### Task data
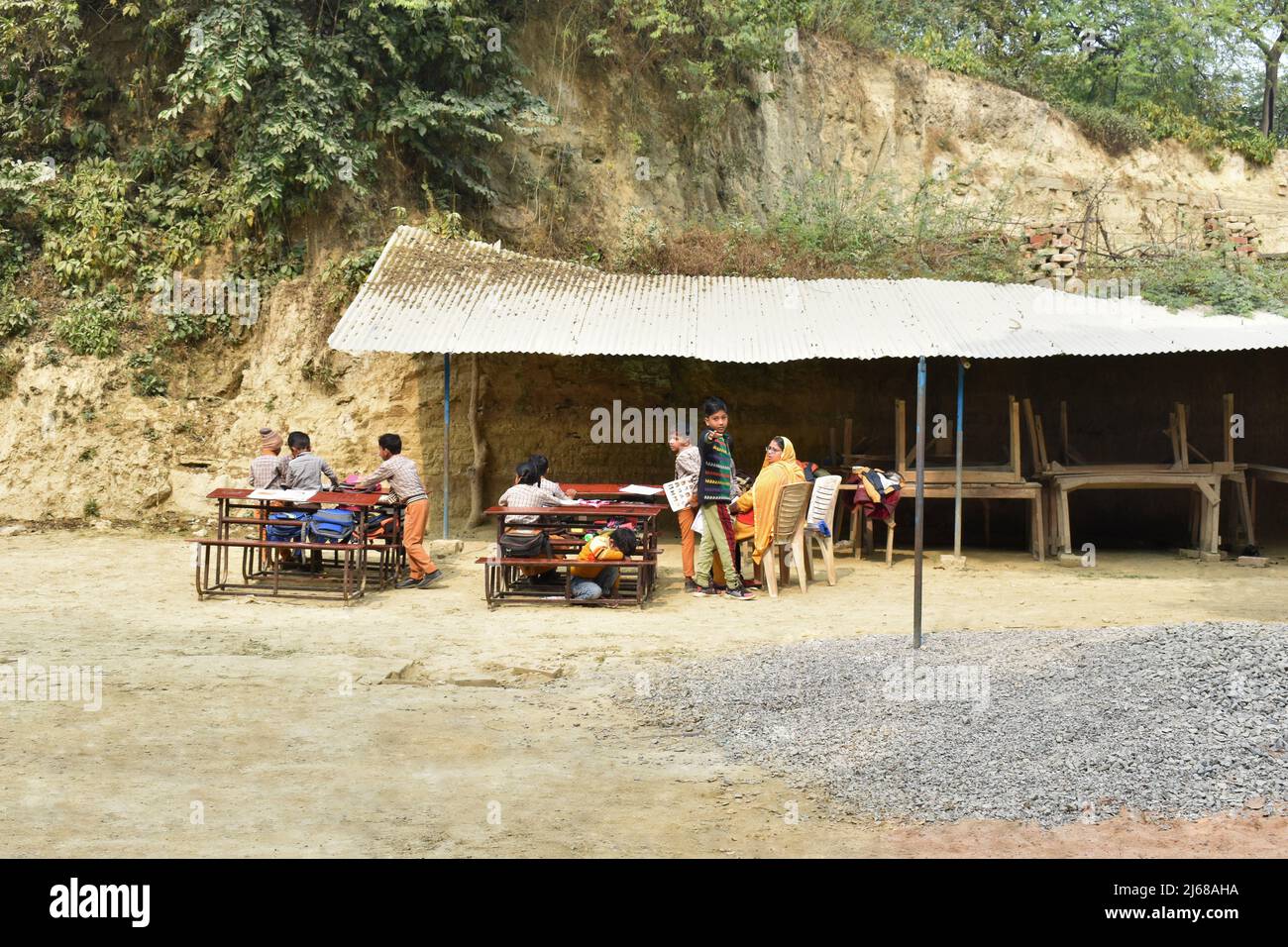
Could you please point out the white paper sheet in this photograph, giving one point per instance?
(678, 493)
(286, 495)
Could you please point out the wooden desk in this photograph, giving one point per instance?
(1028, 489)
(262, 574)
(501, 579)
(1206, 484)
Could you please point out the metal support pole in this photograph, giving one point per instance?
(447, 432)
(957, 505)
(919, 501)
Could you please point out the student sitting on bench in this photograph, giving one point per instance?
(305, 470)
(268, 470)
(590, 582)
(527, 491)
(542, 464)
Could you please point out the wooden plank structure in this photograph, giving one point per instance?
(261, 570)
(986, 482)
(1189, 470)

### Task goal
Emit verbatim the lines running from the one with "Could you please point out the wooden plank" through the last line of the data, both endpoints inclusive.

### Response to the task
Could you please point out the wooden plank structure in this photograph, giving one point per instance?
(261, 570)
(986, 482)
(1189, 470)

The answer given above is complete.